#### Texto apresentado
-- -- --
A ombudsman da Folha, Suzana Singer, no domingo, e o especialista
bielorrusso radicado nos Estados Unidos, Evgeny Morozov, na segunda,
disseram sobre a internet o que eu há muito tinha vontade de dizer, mas
estava esperando vozes mais autorizadas.
Suzana, sob o sugestivo título "Comente com moderação", cita cartas publicadas nesta Folha.com
que são lixo puro, para emendar: "A rede, com o seu manto protetor do
anonimato, libera o lado mais perverso e raivoso, como se viu
recentemente na onda antinordestina que surgiu depois da vitória de
Dilma Rousseff".
Quase perfeito, cara Suzana. Quase porque esse lado "perverso e raivoso" vem sendo liberado faz muito mais tempo.
Menos mal que a ombudsman puxou também para o seu texto comentário de
uma leitora não identificada que diz: "Os comentários na Folha.com me
fazem sentir vergonha de pertencer à raça humana". Bem-vinda ao clube,
cara leitora, embora tema que sejamos muito solitários nele.
Na segunda-feira, Morozov ia um pouco na mesma linha mas apontando problemas ainda mais graves.
Primeiro problema: "Alguns governos autoritários estão fazendo
experimentos com propaganda ideológica e se tornarão muito ativos na
internet. Nada na rede dificulta espalharem sua mensagem com mais
ressonância do que nunca".
Segundo problema: "Operações sigilosas em que se pagam blogueiros ou se subsidiam sites para tentar mudar a opinião pública".
O especialista citou o Kremlin e o presidente iraniano Mahmoud
Ahmadinejad, mas, na recente campanha eleitoral brasileira, ficou
evidente que havia blogueiros pagos para destilar veneno.
Aliás, um dos problemas da internet é que você nunca sabe se este ou
aquele blogueiro é apenas um legítimo interessado em participar do
debate público ou é financiado por alguém com objetivos propagandísticos
ou piores.
É desanimador verificar, nos comentários à colunas e blogues, a
predominância de dois tipos de atitudes, ambas calhordas: uma é xingar,
em vez de argumentar.
A outra é mais canalha: o remetente atribui um rótulo a quem faz um
comentário como forma de desqualificar o interlocutor, em vez de
responder a seus argumentos.
Funciona mais ou menos assim: João dos Anzóis Carapuça critica o
Corinthians. Vem alguém e diz que João é palmeirense ou sãopaulino.
-- -- --
#### Material fornecido
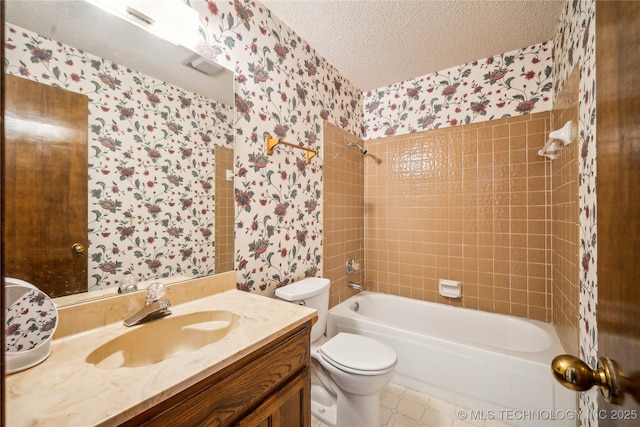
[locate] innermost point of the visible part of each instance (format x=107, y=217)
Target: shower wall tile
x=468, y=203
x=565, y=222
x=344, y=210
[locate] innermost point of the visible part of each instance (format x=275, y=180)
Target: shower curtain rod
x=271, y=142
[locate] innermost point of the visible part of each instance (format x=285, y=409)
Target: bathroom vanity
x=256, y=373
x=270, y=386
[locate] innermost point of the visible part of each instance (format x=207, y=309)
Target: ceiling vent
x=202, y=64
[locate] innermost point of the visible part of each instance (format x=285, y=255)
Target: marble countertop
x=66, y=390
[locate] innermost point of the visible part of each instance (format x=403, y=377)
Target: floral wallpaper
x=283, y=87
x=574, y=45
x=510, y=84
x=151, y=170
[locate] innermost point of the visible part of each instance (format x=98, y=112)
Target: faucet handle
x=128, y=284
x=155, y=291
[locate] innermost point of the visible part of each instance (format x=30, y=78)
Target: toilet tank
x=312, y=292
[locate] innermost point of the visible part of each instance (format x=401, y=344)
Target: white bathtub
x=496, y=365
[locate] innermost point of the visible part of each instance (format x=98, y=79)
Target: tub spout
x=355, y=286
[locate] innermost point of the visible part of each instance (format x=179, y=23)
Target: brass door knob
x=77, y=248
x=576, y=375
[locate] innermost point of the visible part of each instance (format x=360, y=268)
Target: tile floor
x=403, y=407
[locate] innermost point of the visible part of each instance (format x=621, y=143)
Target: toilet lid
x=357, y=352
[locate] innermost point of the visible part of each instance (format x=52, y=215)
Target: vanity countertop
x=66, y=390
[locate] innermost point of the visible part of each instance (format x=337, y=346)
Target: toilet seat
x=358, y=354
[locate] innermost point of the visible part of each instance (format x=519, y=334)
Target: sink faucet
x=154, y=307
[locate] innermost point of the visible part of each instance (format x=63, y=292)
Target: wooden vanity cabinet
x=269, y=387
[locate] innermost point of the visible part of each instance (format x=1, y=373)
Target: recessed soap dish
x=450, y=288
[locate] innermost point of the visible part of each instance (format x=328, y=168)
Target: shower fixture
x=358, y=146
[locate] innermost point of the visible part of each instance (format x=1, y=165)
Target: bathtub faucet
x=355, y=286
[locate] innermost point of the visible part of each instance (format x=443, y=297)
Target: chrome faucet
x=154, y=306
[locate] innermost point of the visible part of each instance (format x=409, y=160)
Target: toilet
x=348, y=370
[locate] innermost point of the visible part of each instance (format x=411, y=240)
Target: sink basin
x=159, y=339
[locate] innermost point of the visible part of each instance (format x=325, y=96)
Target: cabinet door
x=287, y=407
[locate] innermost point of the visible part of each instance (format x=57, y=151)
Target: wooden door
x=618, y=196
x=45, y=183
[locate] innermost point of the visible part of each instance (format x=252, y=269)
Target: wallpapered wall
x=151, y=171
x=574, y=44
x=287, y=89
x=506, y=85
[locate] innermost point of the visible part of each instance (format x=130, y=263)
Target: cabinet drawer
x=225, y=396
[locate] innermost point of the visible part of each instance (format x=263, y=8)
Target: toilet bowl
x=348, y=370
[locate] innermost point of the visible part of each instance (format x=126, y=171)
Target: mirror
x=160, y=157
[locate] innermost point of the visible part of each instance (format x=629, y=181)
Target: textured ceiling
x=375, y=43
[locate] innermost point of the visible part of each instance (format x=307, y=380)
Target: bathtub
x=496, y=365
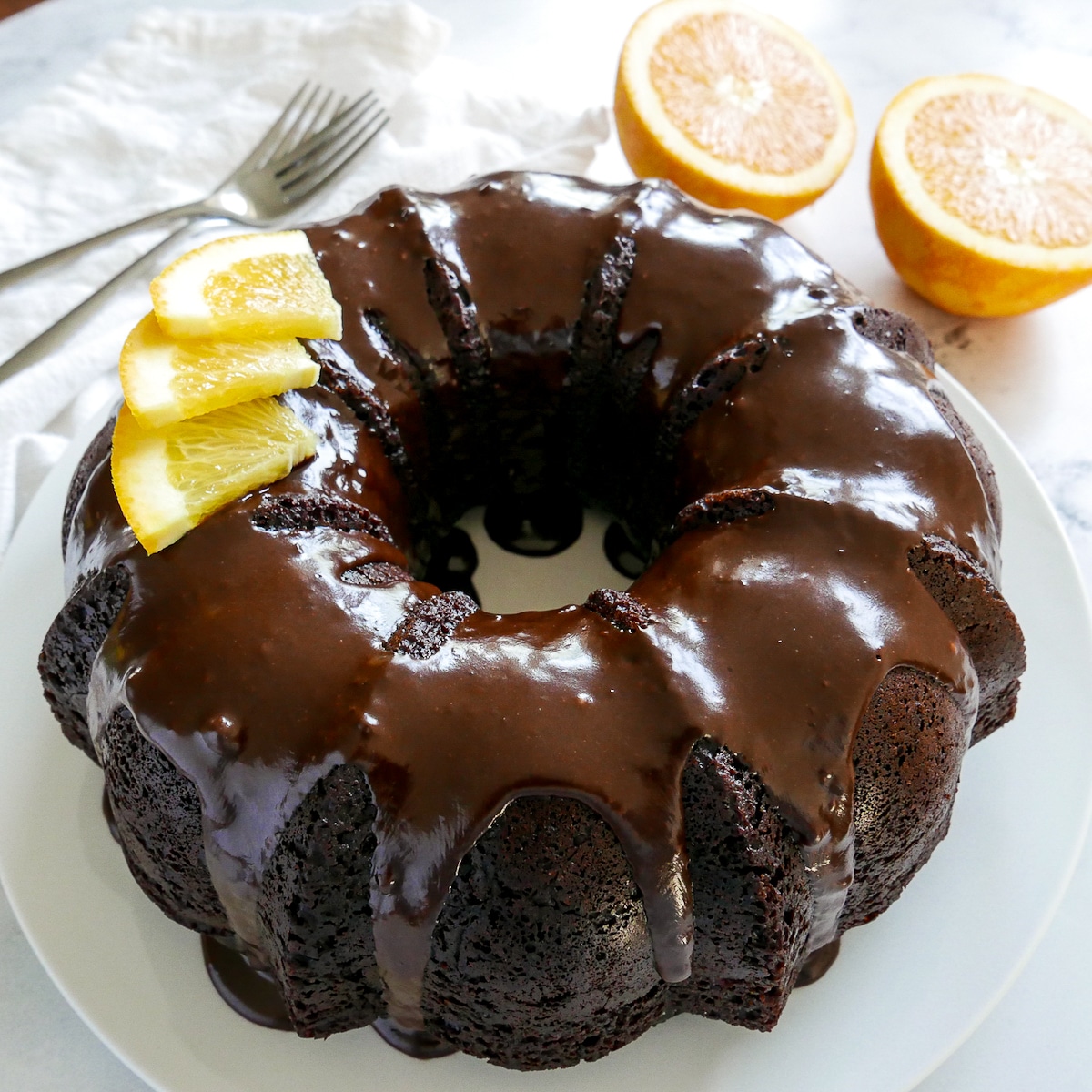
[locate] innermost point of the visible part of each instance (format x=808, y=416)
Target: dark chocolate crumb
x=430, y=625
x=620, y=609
-- -- --
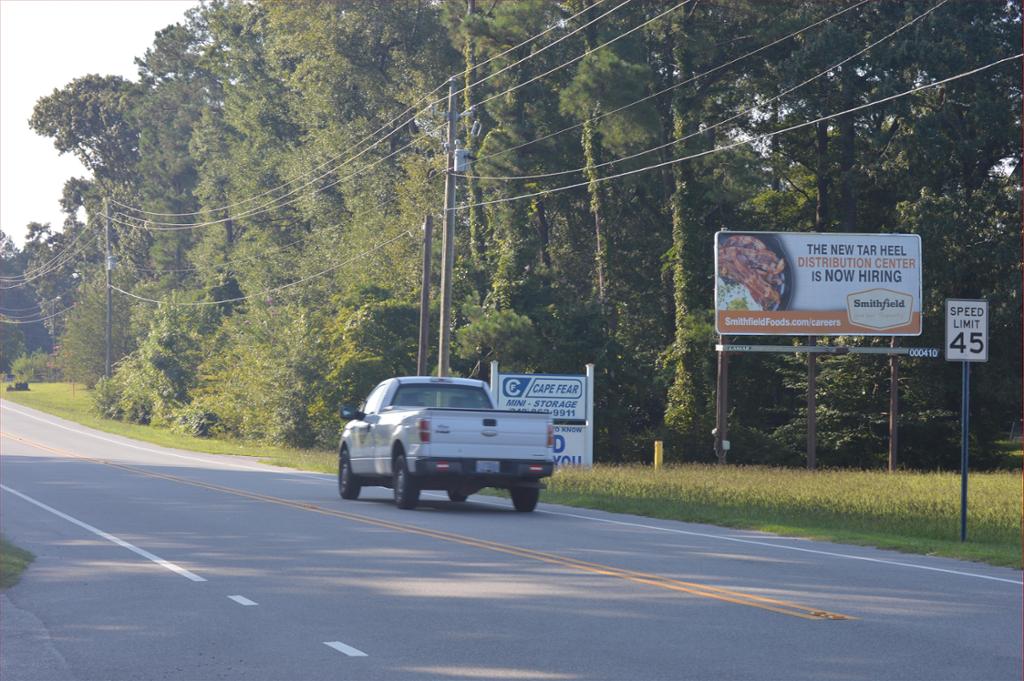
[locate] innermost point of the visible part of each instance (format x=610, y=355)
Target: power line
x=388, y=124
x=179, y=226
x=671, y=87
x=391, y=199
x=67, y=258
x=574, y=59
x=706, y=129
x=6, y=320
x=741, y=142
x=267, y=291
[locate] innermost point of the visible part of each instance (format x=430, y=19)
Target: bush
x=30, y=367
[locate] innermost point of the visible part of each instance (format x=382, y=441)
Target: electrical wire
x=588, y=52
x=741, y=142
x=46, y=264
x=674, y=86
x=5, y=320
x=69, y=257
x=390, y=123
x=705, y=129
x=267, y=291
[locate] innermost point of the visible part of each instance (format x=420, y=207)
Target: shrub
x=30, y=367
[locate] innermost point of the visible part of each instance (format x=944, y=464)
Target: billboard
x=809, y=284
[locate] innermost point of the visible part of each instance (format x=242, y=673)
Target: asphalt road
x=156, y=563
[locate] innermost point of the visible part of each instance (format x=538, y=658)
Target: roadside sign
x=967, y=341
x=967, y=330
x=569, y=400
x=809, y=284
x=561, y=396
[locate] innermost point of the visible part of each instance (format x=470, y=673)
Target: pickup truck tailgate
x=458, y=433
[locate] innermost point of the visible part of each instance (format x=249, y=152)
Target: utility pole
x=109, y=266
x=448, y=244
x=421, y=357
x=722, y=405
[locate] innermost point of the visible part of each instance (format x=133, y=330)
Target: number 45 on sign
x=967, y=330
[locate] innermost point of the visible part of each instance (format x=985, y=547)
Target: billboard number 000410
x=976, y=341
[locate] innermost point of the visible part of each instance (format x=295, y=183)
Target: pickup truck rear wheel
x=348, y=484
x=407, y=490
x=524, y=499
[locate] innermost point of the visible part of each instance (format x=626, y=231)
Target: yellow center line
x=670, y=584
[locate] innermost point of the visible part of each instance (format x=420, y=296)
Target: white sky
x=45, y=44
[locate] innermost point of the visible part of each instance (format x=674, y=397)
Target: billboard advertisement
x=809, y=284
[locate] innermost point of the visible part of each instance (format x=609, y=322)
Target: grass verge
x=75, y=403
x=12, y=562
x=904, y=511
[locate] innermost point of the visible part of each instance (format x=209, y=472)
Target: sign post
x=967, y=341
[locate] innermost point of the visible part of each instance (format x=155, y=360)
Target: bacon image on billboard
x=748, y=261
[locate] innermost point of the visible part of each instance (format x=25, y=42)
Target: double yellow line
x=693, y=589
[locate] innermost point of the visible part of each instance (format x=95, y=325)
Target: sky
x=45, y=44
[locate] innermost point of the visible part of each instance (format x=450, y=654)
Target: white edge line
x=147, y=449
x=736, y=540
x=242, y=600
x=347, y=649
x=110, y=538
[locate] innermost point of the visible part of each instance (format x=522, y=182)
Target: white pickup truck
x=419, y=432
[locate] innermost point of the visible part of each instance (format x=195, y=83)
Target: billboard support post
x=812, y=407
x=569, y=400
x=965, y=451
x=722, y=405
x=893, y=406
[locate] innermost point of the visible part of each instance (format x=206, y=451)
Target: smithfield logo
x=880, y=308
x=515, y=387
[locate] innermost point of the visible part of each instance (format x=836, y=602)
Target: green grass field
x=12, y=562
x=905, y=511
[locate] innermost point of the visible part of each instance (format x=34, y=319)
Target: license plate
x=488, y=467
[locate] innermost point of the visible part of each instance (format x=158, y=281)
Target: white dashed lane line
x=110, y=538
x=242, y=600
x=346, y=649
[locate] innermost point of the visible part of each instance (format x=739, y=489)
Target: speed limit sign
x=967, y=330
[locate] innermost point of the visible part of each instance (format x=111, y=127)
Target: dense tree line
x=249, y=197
-- -- --
#### Partes do exercício
- A) Liste todos os nomes completos de pessoas mencionados no texto sobre a internet.
- B) Responda às perguntas a seguir com base no texto sobre a internet.
(i) Qual é o título da coluna da ombudsman?
(ii) Em que dia da semana Morozov se manifestou?
(iii) Quais exemplos Morozov citou ao tratar das operações sigilosas?
- C) Transcreva do texto sobre a internet o trecho começando em "O especialista citou" e indo até "vez de argumentar.".

#### Resultados das tarefas
- A)
Suzana Singer
Evgeny Morozov
Dilma Rousseff
Mahmoud Ahmadinejad
João dos Anzóis Carapuça

- B)
(i) "Comente com moderação".
(ii) Na segunda-feira.
(iii) O Kremlin e o presidente iraniano Mahmoud Ahmadinejad.

- C)
O especialista citou o Kremlin e o presidente iraniano Mahmoud
Ahmadinejad, mas, na recente campanha eleitoral brasileira, ficou
evidente que havia blogueiros pagos para destilar veneno.
Aliás, um dos problemas da internet é que você nunca sabe se este ou
aquele blogueiro é apenas um legítimo interessado em participar do
debate público ou é financiado por alguém com objetivos propagandísticos
ou piores.
É desanimador verificar, nos comentários à colunas e blogues, a
predominância de dois tipos de atitudes, ambas calhordas: uma é xingar,
em vez de argumentar.